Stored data

☆ ☆ ☆

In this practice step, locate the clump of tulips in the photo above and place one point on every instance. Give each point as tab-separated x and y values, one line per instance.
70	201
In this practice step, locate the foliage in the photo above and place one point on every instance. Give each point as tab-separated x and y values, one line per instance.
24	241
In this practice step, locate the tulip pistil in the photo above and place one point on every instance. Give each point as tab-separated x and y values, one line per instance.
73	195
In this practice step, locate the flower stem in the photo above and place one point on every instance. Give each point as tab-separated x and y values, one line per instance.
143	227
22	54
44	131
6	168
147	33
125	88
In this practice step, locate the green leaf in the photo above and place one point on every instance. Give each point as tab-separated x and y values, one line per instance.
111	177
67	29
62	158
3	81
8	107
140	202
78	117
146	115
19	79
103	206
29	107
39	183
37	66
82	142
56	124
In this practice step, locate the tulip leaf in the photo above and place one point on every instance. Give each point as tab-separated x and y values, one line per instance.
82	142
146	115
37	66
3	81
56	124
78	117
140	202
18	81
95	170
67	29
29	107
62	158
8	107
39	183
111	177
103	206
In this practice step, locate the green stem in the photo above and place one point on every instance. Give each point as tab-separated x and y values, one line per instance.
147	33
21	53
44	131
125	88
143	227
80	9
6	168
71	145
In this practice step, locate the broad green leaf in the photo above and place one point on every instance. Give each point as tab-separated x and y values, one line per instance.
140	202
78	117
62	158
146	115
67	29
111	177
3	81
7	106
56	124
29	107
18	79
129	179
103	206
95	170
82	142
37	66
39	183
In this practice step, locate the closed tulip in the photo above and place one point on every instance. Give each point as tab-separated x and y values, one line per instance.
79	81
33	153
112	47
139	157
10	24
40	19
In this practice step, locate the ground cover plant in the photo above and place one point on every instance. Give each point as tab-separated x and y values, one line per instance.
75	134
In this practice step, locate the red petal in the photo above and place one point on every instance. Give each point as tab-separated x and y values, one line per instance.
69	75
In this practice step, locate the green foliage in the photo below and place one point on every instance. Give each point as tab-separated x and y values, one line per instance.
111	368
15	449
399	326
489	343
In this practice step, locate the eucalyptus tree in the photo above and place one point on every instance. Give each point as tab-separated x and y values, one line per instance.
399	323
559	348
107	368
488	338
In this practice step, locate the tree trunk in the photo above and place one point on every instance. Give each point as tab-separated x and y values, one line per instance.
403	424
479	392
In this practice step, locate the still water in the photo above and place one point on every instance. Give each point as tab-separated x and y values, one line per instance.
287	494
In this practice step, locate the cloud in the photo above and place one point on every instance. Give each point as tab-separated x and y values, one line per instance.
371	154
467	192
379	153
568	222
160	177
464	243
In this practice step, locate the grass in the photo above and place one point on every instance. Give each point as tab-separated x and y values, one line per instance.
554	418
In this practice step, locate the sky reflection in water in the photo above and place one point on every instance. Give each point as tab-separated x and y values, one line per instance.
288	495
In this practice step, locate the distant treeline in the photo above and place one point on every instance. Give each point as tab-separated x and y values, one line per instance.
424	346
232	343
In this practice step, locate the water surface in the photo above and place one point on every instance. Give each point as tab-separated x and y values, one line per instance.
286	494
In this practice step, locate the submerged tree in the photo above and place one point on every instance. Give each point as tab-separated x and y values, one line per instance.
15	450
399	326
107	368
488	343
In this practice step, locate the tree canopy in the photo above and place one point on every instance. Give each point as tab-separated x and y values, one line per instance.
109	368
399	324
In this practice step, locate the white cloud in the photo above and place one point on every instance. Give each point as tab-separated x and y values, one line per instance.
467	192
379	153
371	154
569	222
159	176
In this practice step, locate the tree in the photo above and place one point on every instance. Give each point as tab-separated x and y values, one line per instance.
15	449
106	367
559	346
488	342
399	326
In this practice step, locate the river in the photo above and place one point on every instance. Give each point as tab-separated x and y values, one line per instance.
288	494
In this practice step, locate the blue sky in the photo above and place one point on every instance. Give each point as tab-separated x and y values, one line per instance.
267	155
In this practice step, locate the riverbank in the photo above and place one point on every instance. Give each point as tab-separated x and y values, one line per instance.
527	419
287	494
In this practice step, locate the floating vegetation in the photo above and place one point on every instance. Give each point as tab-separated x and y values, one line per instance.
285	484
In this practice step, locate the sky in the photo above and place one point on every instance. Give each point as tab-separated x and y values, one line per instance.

☆ ☆ ☆

Your task:
Go through the records and copy all of them exactly.

Written answer:
In this practice step, locate the clump of tulips in the photo above and place one point on every instance. Give each point as tab-separated x and y values, one line per instance.
70	201
In this practice step, locate the foliage in the photo above and place one point on every instance. Give each point as tab-separated x and y values, one line per instance.
24	241
In this practice step, locate the tulip pistil in the photo above and place one point on every instance. Give each point as tab-separated x and y values, one line per instance.
73	195
In this practice step, locate the flower stem in the photo above and place one point on every instance. Give each point as tab-separated x and y values, one line per instance.
143	227
22	54
44	131
6	168
147	33
125	88
In this practice step, locate the green leaf in the photo above and place one point on every instance. Give each point as tab-separated x and y values, one line per instance.
111	177
67	29
62	158
3	81
8	107
140	202
78	117
146	115
19	79
103	206
29	107
39	183
37	66
82	142
56	124
In this practice step, locate the tulip leaf in the photo above and place one point on every instance. Give each point as tab-separated x and y values, one line per instance.
82	142
146	115
37	66
3	81
56	124
78	117
140	202
18	81
95	170
67	29
29	107
62	158
8	107
39	183
111	177
103	206
In this practice step, locate the green stem in the photo above and place one point on every instance. Give each point as tab-separated x and y values, one line per instance.
147	33
21	53
44	131
125	88
143	227
80	9
6	168
71	145
In this practice step, locate the broad green leaf in the photo above and place one point on every instance. Give each point as tab-separated x and y values, one line per instance.
140	202
78	117
62	158
146	115
67	29
111	177
3	81
7	106
56	124
29	107
18	79
129	179
103	206
95	170
82	142
37	66
39	183
In this practice step, locate the closed tulip in the photo above and place one point on every instance. Give each point as tab-separated x and y values, one line per instance.
79	81
33	153
112	47
139	157
10	24
40	19
In this practice step, locate the ground cover plant in the photo above and place one point on every instance. Give each point as tab-separated x and y values, one line per instance.
75	134
In this practice step, locate the red petal in the photo above and place one point on every instance. Give each point as tab-separated x and y values, one line per instance.
69	75
In this practice step, locate the green foliage in the photo below and place one point on every instance. Give each point as tab-separated x and y values, one line per instance.
111	368
15	449
399	326
489	343
In this practice step, locate the eucalyptus tree in the photo above and place one point on every instance. Give each point as tab-separated x and y values, one line per instance.
399	323
559	348
107	368
488	338
In this practice step, locate the tree trunk in the photo above and place one point on every instance. Give each point as tab-separated x and y values, one line per instance.
403	424
479	392
In this practice step, locate the still water in the photo above and place one point on every instance. Give each point as tab-separated x and y values, one line per instance.
287	494
In this practice step, locate the cloud in the photo above and place one point on every instance. Give each point as tab-separated x and y values, one line per instance.
371	154
467	192
379	153
568	222
160	177
464	243
In this practice step, locate the grass in the photo above and place one point on every instance. Give each point as tab-separated x and y values, one line per instance.
554	418
In this practice step, locate the sky reflection in water in the photo above and place one point on every instance. Give each point as tab-separated x and y values, one line per instance.
288	495
In this practice step, locate the distant treeline in the photo above and place one point on every instance. Give each point as tab-separated x and y values, one line per instance.
424	346
232	343
In this practice step, locate the water surface in the photo above and place one point on every instance. Give each point as tab-separated x and y values, one line per instance.
286	494
In this practice step, locate the submerged tree in the photo above and place one point on every instance. Give each point as tab-separated x and y values, one line per instance.
15	450
399	326
107	368
488	343
In this practice step, locate the tree canopy in the photo above and place one point on every instance. Give each point as tab-separated x and y values, one line per instance.
109	368
399	324
In this practice step, locate the white cloud in the photo above and place one point on every instance. Give each point as tab-separated x and y values, one line per instance.
467	192
379	153
371	154
569	222
159	176
In this practice step, locate the tree in the photo above and place one point on every instance. Give each point as tab-separated x and y values, one line per instance.
15	449
106	367
559	346
488	342
399	326
In this practice step, locate the river in the photo above and place one point on every instance. Give each point as tab-separated x and y values, one line per instance.
288	494
In this practice step, locate the blue sky in the photo above and place one point on every instance. Give each point as tab-separated x and y values, one line per instance.
267	155
In this practice step, locate the riverbank in the photo above and place one point on every instance. Give each point as tab-separated x and y values, one line per instance.
527	419
287	494
In this practice step, locate the floating vegetation in the photo above and place one point on every instance. Give each point as tab-separated x and y values, one line per instance.
285	484
In this practice step, locate the sky in the photo above and place one point on every instance. Give each point as tab-separated x and y values, one line per instance.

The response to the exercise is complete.